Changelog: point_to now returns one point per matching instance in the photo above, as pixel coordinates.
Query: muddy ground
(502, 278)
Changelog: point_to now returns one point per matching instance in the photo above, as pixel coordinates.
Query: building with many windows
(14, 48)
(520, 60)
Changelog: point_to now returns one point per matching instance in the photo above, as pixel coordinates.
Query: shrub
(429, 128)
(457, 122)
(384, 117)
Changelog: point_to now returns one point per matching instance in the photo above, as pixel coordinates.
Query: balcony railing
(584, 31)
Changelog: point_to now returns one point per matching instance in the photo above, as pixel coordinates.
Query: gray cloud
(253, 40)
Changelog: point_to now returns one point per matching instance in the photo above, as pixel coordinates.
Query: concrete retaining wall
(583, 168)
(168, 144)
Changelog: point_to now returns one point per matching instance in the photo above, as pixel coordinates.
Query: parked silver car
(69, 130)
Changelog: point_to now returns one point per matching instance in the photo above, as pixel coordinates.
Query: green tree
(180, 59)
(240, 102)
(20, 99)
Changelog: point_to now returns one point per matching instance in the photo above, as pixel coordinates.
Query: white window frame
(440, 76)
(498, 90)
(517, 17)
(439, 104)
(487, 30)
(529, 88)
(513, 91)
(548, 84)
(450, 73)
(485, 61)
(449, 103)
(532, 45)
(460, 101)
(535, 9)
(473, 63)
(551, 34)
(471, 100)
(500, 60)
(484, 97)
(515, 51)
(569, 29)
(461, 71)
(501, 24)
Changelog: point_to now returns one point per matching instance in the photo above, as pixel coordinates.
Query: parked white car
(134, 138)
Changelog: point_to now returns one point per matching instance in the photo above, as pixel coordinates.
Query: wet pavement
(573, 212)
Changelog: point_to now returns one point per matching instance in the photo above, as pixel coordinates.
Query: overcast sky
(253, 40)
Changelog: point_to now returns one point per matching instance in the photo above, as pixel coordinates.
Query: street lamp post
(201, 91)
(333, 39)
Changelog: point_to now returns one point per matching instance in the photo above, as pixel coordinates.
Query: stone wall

━━━━━━

Written task>
Gather each line of the entries above in which the word "parked" appears, matching uppercase and lowercase exactly.

Correct response>
Query: parked silver car
Query: parked white car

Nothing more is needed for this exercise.